# [Selected extract]
* BEGIN *

Construing the act of Congress of 1866 under the circumstances above outlined, and in view of the general rules of construction already stated, we hold that the provisions of the seventh section of that act include such a case as this. The purpose of the act is to quiet titles in California, and, as stated by the court below, it is a remedial statute and one entitled to a liberal construction in order to effect the purpose and object of its enactment. When the act, therefore, speaks of bona fide purchasers for a valuable consideration of lands from Mexican grantees or assigns, which grants have subsequently been rejected, we do not think that the words "grantees" and "grants" should have such a rigid and technical construction as to require the actual existence of a formal grant from the government of Mexico, but we are of opinion the act should be construed in accordance with what we conceive to have been its plain purpose, which was to cover the case of those persons who in good faith and for a valuable consideration have purchased lands (and taken and retained their possession) from those who claimed and were supposed to be Mexican grantees, but whose claims had been subsequently rejected. Otherwise, it seems to us clear that the purpose for which this *361 seventh section was passed would be so circumscribed as to reduce it to much narrower limits than the known mischief to be remedied called for.

The circumstances existing at the time of the passage of this act necessarily lead to the belief that the purpose of its enactment was to remedy (by purchase of the land from the United States at the lowest rate) a defect in a title supposed to have been derived from the Mexican government, where the claimant had in good faith and for a valuable consideration purchased from one who claimed to be a Mexican grantee, or from his assigns, and where there was no adverse claim other than that of the United States. A remedial statute ought not to be so construed as to defeat in part the very purpose of its enactment. United States v. Hodson, 10 Wall. 395.

* END *

# [Dataset excerpts]
* BEGIN *

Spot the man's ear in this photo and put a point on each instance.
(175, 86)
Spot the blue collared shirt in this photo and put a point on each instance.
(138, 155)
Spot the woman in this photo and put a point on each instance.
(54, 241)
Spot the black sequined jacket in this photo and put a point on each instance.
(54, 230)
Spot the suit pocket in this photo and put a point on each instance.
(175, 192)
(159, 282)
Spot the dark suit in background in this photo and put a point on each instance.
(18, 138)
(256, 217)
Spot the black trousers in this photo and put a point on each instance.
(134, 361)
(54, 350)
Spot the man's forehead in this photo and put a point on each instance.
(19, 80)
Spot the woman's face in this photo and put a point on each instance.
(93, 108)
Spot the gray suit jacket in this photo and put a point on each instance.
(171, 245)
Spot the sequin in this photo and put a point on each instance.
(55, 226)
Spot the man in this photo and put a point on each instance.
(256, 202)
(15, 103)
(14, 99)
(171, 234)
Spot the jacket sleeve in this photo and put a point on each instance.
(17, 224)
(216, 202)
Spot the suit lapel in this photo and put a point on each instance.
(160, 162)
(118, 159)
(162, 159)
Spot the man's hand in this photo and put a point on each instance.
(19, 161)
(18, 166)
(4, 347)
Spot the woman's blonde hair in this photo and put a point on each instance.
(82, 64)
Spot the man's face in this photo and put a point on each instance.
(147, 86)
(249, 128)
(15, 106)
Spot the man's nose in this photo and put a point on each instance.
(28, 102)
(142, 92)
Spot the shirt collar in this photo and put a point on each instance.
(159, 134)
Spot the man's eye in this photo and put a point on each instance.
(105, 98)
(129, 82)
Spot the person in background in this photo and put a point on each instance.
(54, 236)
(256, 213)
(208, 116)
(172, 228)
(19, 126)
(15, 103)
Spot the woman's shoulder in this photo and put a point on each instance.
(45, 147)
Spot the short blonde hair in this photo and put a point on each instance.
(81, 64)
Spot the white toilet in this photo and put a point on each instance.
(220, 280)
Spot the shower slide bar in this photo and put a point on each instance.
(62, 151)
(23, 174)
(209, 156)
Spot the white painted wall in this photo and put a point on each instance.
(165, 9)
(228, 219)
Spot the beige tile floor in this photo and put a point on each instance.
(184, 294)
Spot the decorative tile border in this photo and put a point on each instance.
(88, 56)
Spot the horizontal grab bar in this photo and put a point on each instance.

* END *

# [Objective 1]
Translate this sentence from the excerpt on the 1866 act of Congress into Spanish: "A remedial statute ought not to be so construed as to defeat in part the very purpose of its enactment."
# [Objective 2]
Repeat word for word the passage of the excerpt on the 1866 act of Congress from "The circumstances existing" up to and including "10 Wall. 395.".

# [Complete response 1]
Una ley reparadora no debe interpretarse de tal modo que frustre en parte el propósito mismo de su promulgación.

# [Complete response 2]
The circumstances existing at the time of the passage of this act necessarily lead to the belief that the purpose of its enactment was to remedy (by purchase of the land from the United States at the lowest rate) a defect in a title supposed to have been derived from the Mexican government, where the claimant had in good faith and for a valuable consideration purchased from one who claimed to be a Mexican grantee, or from his assigns, and where there was no adverse claim other than that of the United States. A remedial statute ought not to be so construed as to defeat in part the very purpose of its enactment. United States v. Hodson, 10 Wall. 395.